To do => Every record below must be returned word for word, with the pictures left out.

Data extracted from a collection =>
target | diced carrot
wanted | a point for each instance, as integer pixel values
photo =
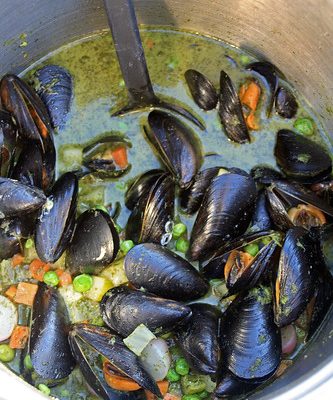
(170, 396)
(26, 293)
(119, 155)
(250, 94)
(38, 268)
(11, 292)
(19, 337)
(251, 122)
(17, 260)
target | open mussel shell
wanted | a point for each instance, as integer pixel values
(283, 195)
(8, 143)
(199, 340)
(32, 119)
(228, 385)
(54, 86)
(270, 73)
(202, 90)
(231, 112)
(300, 158)
(162, 272)
(250, 340)
(95, 243)
(140, 188)
(151, 214)
(285, 103)
(49, 349)
(191, 198)
(261, 220)
(177, 145)
(158, 314)
(29, 166)
(111, 347)
(18, 199)
(224, 214)
(296, 276)
(56, 222)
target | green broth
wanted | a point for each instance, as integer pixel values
(99, 91)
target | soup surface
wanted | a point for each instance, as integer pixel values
(98, 92)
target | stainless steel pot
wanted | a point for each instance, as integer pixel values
(295, 35)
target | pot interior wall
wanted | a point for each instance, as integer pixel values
(293, 35)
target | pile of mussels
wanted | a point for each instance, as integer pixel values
(288, 212)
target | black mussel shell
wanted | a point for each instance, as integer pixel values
(54, 86)
(95, 243)
(231, 112)
(285, 103)
(112, 348)
(55, 224)
(202, 90)
(229, 385)
(199, 341)
(265, 174)
(32, 119)
(49, 349)
(151, 214)
(224, 214)
(157, 314)
(261, 220)
(296, 276)
(300, 158)
(283, 195)
(162, 272)
(98, 159)
(10, 240)
(191, 198)
(270, 73)
(29, 166)
(18, 199)
(177, 145)
(8, 143)
(140, 188)
(250, 340)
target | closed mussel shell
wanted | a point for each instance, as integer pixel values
(56, 222)
(177, 145)
(164, 273)
(202, 90)
(224, 214)
(296, 276)
(157, 314)
(95, 243)
(300, 158)
(49, 349)
(199, 341)
(250, 340)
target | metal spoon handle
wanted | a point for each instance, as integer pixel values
(128, 45)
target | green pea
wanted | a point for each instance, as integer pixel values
(29, 243)
(51, 278)
(102, 208)
(178, 230)
(304, 126)
(252, 249)
(82, 283)
(193, 384)
(6, 353)
(190, 397)
(27, 362)
(173, 376)
(182, 245)
(182, 368)
(44, 389)
(126, 246)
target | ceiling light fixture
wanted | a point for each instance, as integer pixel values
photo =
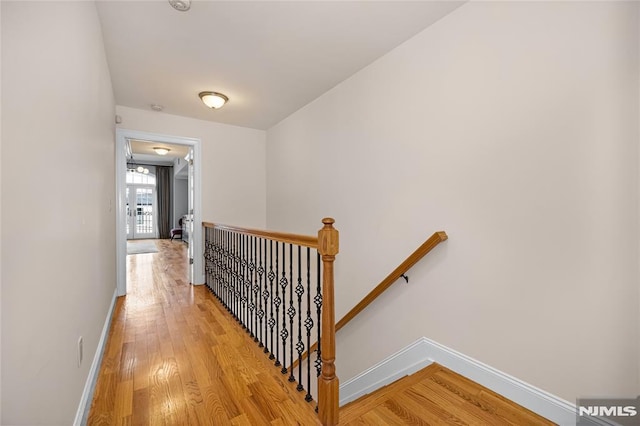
(181, 5)
(213, 99)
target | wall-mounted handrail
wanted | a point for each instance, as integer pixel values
(413, 258)
(420, 252)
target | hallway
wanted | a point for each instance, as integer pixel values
(175, 357)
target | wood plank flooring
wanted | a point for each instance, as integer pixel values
(175, 357)
(436, 396)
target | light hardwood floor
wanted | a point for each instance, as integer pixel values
(175, 357)
(437, 396)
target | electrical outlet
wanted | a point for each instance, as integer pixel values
(80, 344)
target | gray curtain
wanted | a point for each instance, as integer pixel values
(163, 187)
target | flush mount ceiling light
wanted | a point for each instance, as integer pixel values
(213, 99)
(181, 5)
(161, 151)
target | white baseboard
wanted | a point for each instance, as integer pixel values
(89, 386)
(425, 351)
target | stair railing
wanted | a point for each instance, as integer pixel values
(280, 288)
(394, 276)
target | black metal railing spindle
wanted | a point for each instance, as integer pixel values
(259, 293)
(276, 303)
(272, 275)
(291, 312)
(318, 302)
(284, 333)
(308, 324)
(299, 344)
(241, 269)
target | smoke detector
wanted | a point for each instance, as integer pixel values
(181, 5)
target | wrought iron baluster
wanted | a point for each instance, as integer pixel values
(256, 299)
(308, 324)
(299, 344)
(291, 312)
(243, 275)
(318, 302)
(225, 261)
(265, 298)
(284, 333)
(237, 285)
(252, 268)
(276, 303)
(259, 292)
(272, 275)
(234, 274)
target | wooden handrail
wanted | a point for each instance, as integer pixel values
(326, 243)
(420, 252)
(328, 385)
(301, 240)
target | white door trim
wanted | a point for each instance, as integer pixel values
(121, 167)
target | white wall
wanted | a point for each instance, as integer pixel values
(0, 219)
(58, 220)
(513, 126)
(233, 164)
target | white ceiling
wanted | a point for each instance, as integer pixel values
(269, 58)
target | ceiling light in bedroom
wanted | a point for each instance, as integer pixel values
(181, 5)
(213, 100)
(161, 151)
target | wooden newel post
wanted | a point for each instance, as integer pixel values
(328, 385)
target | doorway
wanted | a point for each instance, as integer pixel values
(127, 206)
(141, 211)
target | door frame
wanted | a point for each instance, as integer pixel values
(197, 275)
(133, 219)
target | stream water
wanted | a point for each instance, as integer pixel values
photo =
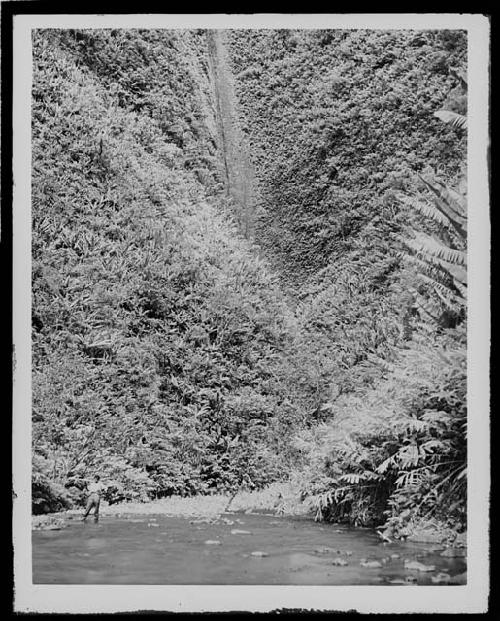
(168, 550)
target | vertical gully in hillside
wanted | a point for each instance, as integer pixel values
(238, 167)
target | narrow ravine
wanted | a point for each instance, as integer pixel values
(240, 175)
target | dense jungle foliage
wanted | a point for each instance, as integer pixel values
(173, 356)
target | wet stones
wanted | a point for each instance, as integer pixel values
(454, 552)
(426, 536)
(459, 578)
(417, 566)
(370, 564)
(339, 562)
(441, 578)
(327, 550)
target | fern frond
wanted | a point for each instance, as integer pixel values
(454, 119)
(429, 246)
(426, 209)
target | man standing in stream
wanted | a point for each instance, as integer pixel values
(95, 490)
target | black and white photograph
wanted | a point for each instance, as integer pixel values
(251, 325)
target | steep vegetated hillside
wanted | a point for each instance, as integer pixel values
(166, 353)
(157, 335)
(348, 154)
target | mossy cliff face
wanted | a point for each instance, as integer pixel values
(337, 120)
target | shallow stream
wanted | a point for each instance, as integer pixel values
(170, 550)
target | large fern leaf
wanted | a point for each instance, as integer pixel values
(452, 118)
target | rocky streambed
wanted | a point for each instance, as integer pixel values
(233, 549)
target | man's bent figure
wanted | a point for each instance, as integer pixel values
(94, 498)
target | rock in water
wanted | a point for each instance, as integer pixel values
(454, 552)
(325, 550)
(441, 578)
(370, 564)
(416, 566)
(426, 536)
(339, 562)
(459, 578)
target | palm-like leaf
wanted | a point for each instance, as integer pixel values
(454, 119)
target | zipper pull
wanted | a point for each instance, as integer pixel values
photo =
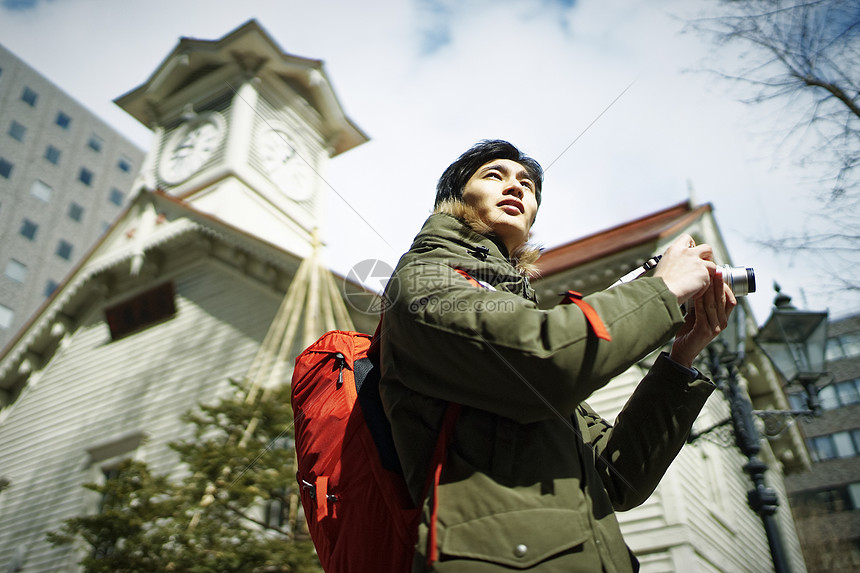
(341, 362)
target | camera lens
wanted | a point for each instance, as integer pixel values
(741, 280)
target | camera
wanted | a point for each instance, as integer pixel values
(741, 280)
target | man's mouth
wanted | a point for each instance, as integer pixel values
(513, 203)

Task output =>
target | diced carrot
wanted | a point for each instance, as integer pixel values
photo =
(170, 396)
(26, 293)
(119, 155)
(250, 94)
(38, 268)
(11, 292)
(19, 337)
(251, 122)
(17, 260)
target | open mussel shell
wanted | a point for each instance, as integer pixel values
(283, 195)
(8, 143)
(199, 340)
(32, 119)
(228, 385)
(54, 86)
(270, 73)
(202, 90)
(231, 112)
(300, 158)
(162, 272)
(250, 340)
(95, 243)
(140, 188)
(151, 214)
(285, 103)
(49, 349)
(191, 198)
(261, 220)
(177, 145)
(158, 314)
(29, 166)
(111, 347)
(18, 199)
(224, 214)
(296, 276)
(56, 222)
target | green broth
wanted | a point for each instance, as integer pixel values
(99, 91)
target | soup surface
wanted | a point for each instance, as integer pixel values
(98, 92)
target | stainless steel pot
wanted | a point for each instance, as integer pixel values
(295, 35)
target | pot interior wall
wanted | a point for each instance, as integer pixel values
(293, 35)
target | pile of mussels
wanted | a point for each instance, as integer pixel values
(288, 212)
target | black mussel shell
wanted | a point for each instance, as integer pixel values
(54, 86)
(95, 243)
(231, 112)
(285, 103)
(112, 348)
(55, 224)
(202, 90)
(229, 385)
(199, 341)
(265, 174)
(32, 119)
(49, 349)
(151, 214)
(224, 214)
(157, 314)
(261, 220)
(296, 276)
(300, 158)
(283, 195)
(162, 272)
(98, 159)
(10, 240)
(191, 198)
(270, 73)
(29, 166)
(18, 199)
(177, 145)
(8, 143)
(140, 188)
(250, 340)
target | closed mussel shell
wanted | a point for each instance, as integer pixel values
(56, 222)
(177, 145)
(164, 273)
(202, 90)
(224, 214)
(296, 276)
(157, 314)
(95, 243)
(300, 158)
(49, 349)
(199, 341)
(250, 340)
target | metal spoon handle
wanted | a point for each instance, as integer pixel values
(128, 45)
target | green pea
wanted | a point for each instance, as integer pixel values
(29, 243)
(51, 278)
(102, 208)
(178, 230)
(304, 126)
(252, 249)
(82, 283)
(193, 384)
(6, 353)
(190, 397)
(27, 362)
(173, 376)
(182, 245)
(182, 368)
(44, 389)
(126, 246)
target | ceiling light fixture
wanted | a point for each instance, as integer pixel values
photo =
(181, 5)
(213, 99)
target | wall-mounted handrail
wanted | a point for each instance, as integer pixel values
(413, 258)
(420, 252)
target | hallway
wanted | a point for each instance, as integer pixel values
(175, 357)
target | wood plank flooring
wanted | a point for each instance, as integer pixel values
(175, 357)
(436, 396)
target | light hardwood floor
wanted | a point for each instance, as integer pixel values
(175, 357)
(437, 396)
target | electrical outlet
wanted | a point for each instance, as integer pixel values
(80, 344)
target | gray curtain
wanted | a point for each instance, as integer pixel values
(163, 187)
target | flush mount ceiling light
wanted | a point for each instance, as integer pixel values
(213, 99)
(181, 5)
(161, 151)
target | white baseboard
wanted | a point for each instance, as integer pixel values
(89, 386)
(425, 351)
target | stair railing
wanted | a point for each instance, as integer pixel values
(280, 288)
(394, 276)
target | black metal railing spindle
wanted | a point for each instance, as integer pixel values
(259, 293)
(276, 303)
(272, 275)
(291, 312)
(318, 302)
(284, 333)
(308, 324)
(299, 344)
(241, 269)
target | smoke detector
wanted | a point for each instance, as integer pixel values
(181, 5)
target | wrought iron baluster
wanted | a point for each instance, as integer pixel values
(256, 299)
(308, 324)
(299, 344)
(291, 312)
(243, 275)
(318, 302)
(225, 261)
(265, 298)
(284, 333)
(237, 285)
(252, 268)
(276, 303)
(259, 292)
(272, 275)
(234, 274)
target | wooden handrail
wanted | a point for each instance, as integer pixel values
(326, 243)
(420, 252)
(328, 385)
(301, 240)
target | white door trim
wanted | a point for each instance, as integer pixel values
(121, 167)
target | white wall
wanted | a point for each instance, as integer pixel values
(0, 219)
(58, 220)
(513, 126)
(233, 164)
target | white ceiling
wanted | a point for each instance, as integer pixel values
(269, 58)
target | ceiling light in bedroom
wanted | a point for each instance, as integer pixel values
(181, 5)
(213, 100)
(161, 151)
target | wooden newel post
wanted | a point for each instance, as integer pixel values
(328, 385)
target | doorway
wanted | a point for each instance, as integer pixel values
(127, 206)
(141, 211)
target | door frame
wanted | a point for each instance, as integer pixel values
(197, 275)
(133, 219)
target | stream water
wanted | a point for each instance, as integer pixel values
photo =
(168, 550)
target | vertical gully in hillside
wanted | a point for each instance, as integer pixel values
(238, 167)
target | narrow ravine
wanted | a point for each instance, as integer pixel values
(240, 175)
target | dense jungle foliage
wanted | a point for each instance, as integer pixel values
(173, 356)
target | wet stones
wanted | a point for each instance, as integer pixel values
(454, 552)
(426, 536)
(459, 578)
(417, 566)
(370, 564)
(339, 562)
(441, 578)
(327, 550)
target | fern frond
wanted | a point for each instance, as integer pixel values
(454, 119)
(429, 246)
(426, 209)
target | man standing in stream
wanted | a point for each instance, as integer pixel values
(95, 490)
target | black and white photograph
wanted | a point for each instance, as integer pixel values
(251, 325)
target | steep vegetated hillside
wanted | a point for each instance, as integer pixel values
(166, 353)
(157, 335)
(348, 154)
target | mossy cliff face
wanted | a point for each instance, as integer pixel values
(337, 120)
target | shallow stream
wanted | a point for each instance, as integer pixel values
(170, 550)
target | large fern leaf
wanted | a point for each instance, as integer pixel values
(452, 118)
target | rocky streambed
wanted | a point for each instance, as integer pixel values
(233, 549)
target | man's bent figure
wanted | a point for each instance, as integer pixel values
(94, 498)
target | rock in water
wanted | a point for each instance, as integer pixel values
(454, 552)
(325, 550)
(441, 578)
(370, 564)
(416, 566)
(426, 536)
(339, 562)
(459, 578)
target | palm-like leaf
wanted | a point for each instance, as integer pixel values
(454, 119)
target | zipper pull
wanted | a point for each instance, as integer pixel values
photo =
(341, 362)
target | camera lens
wanted | a point for each instance, as integer pixel values
(741, 280)
target | camera
wanted | a point for each instance, as integer pixel values
(741, 280)
target | man's mouth
wanted | a point for each instance, as integer pixel values
(513, 203)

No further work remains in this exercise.